Este ensaio é da autoria do P. Arturo Sosa, Superior Geral da Companhia de Jesus, e foi publicado originalmente pela America Magazine. Baseia-se numa comunicação apresentada na Conferência sobre Migração Global e o Estado de Direito, patrocinada pela Faculdade de Direito da Universidade Loyola de Chicago, realizada na Pontifícia Universidade Gregoriana, em Roma, a 11 de abril de 2025.
Em 1974, o Papa Paulo VI dirigiu-se aos delegados jesuítas reunidos na 32.ª Congregação Geral da Companhia de Jesus com as seguintes palavras: “Em qualquer parte da Igreja, mesmo nos campos mais difíceis e extremos, nas encruzilhadas das ideologias, na linha da frente do conflito social, onde quer que haja confronto entre os desejos mais profundos do ser humano e a mensagem perene do Evangelho, aí também estiveram e estão os jesuítas.”
Acredito que estas palavras continuam a aplicar-se hoje à Companhia de Jesus. Em particular, nós, jesuítas e colaboradores leigos, estamos na linha da frente do conflito social através do nosso cuidado pelos migrantes e deslocados. O Serviço Jesuíta aos Refugiados está presente em mais de 40 países, incluindo a Ucrânia, o Líbano, a Síria, o Afeganistão, o Chade e o Sudão do Sul, acompanhando, educando e defendendo os direitos das pessoas deslocadas. Mantemos ministérios em muitas fronteiras internacionais, em países como os Estados Unidos e o México, o Haiti e a República Dominicana, a Tailândia e Myanmar, a Venezuela e a Colômbia, entre outros. As nossas universidades jesuítas também estão na linha da frente do conflito social, desenvolvendo investigação, debate e análise sobre as causas profundas da migração, as condições sociais e as ideologias destrutivas que forçam as pessoas a deslocarem-se. A Companhia de Jesus continua na linha da frente do conflito social, procurando soluções e oferecendo esperança aos que já a parecem ter perdido.

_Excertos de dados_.
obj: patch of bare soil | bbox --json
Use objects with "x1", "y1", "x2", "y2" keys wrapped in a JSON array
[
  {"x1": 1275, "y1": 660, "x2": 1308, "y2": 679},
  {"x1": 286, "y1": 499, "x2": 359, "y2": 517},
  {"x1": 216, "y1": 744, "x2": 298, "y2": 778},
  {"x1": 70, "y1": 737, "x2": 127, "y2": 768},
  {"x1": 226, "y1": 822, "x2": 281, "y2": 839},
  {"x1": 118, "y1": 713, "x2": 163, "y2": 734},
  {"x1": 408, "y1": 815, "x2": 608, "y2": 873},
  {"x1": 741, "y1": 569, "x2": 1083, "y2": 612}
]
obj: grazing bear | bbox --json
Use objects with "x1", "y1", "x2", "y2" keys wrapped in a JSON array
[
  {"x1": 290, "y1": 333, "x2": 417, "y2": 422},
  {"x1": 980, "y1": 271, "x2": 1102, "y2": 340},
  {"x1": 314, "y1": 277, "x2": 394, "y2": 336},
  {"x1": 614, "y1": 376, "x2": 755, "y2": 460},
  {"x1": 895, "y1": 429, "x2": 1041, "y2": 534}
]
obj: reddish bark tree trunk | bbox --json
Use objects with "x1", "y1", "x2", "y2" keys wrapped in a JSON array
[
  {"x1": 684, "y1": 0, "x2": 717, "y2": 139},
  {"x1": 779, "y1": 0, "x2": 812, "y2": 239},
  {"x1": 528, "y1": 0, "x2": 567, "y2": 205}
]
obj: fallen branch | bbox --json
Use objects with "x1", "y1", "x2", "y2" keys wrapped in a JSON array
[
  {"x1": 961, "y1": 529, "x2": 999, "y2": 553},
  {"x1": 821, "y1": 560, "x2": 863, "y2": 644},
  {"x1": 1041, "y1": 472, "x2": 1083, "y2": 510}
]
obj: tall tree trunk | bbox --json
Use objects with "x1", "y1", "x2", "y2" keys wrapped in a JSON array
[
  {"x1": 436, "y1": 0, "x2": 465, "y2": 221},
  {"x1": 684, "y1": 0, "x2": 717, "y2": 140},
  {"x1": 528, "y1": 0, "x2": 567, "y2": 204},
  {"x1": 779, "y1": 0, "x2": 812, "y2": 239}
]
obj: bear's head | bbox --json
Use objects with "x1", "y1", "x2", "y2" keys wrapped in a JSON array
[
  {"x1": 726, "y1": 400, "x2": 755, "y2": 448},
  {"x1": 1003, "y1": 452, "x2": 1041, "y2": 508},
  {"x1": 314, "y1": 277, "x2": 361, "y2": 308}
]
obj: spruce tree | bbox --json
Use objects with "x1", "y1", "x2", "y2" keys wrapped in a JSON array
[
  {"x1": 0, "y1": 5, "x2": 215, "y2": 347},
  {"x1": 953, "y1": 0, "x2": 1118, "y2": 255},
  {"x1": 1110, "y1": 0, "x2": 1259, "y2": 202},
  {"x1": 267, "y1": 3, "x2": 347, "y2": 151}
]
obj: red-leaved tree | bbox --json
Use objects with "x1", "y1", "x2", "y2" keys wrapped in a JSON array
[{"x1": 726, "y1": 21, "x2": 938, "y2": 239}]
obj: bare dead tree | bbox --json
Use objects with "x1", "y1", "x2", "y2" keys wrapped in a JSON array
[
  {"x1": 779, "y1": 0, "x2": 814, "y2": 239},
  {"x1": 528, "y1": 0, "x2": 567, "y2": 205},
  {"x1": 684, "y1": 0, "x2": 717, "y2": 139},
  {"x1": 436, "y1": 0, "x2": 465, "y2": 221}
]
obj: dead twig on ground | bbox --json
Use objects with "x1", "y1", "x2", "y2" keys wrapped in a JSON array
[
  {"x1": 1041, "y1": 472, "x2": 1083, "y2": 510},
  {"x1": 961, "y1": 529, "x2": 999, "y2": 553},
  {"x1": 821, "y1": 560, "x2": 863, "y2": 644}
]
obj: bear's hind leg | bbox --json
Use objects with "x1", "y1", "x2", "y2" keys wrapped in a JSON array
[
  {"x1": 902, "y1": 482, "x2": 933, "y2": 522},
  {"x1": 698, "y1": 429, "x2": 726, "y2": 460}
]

_Instrução de trabalho_. Reescreva o trecho do ensaio sobre migração que vai de “Este ensaio é” até “abril de 2025.”, trocando “Roma” por “Milão”.

_Resultado do exercício_.
Este ensaio é da autoria do P. Arturo Sosa, Superior Geral da Companhia de Jesus, e foi publicado originalmente pela America Magazine. Baseia-se numa comunicação apresentada na Conferência sobre Migração Global e o Estado de Direito, patrocinada pela Faculdade de Direito da Universidade Loyola de Chicago, realizada na Pontifícia Universidade Gregoriana, em Milão, a 11 de abril de 2025.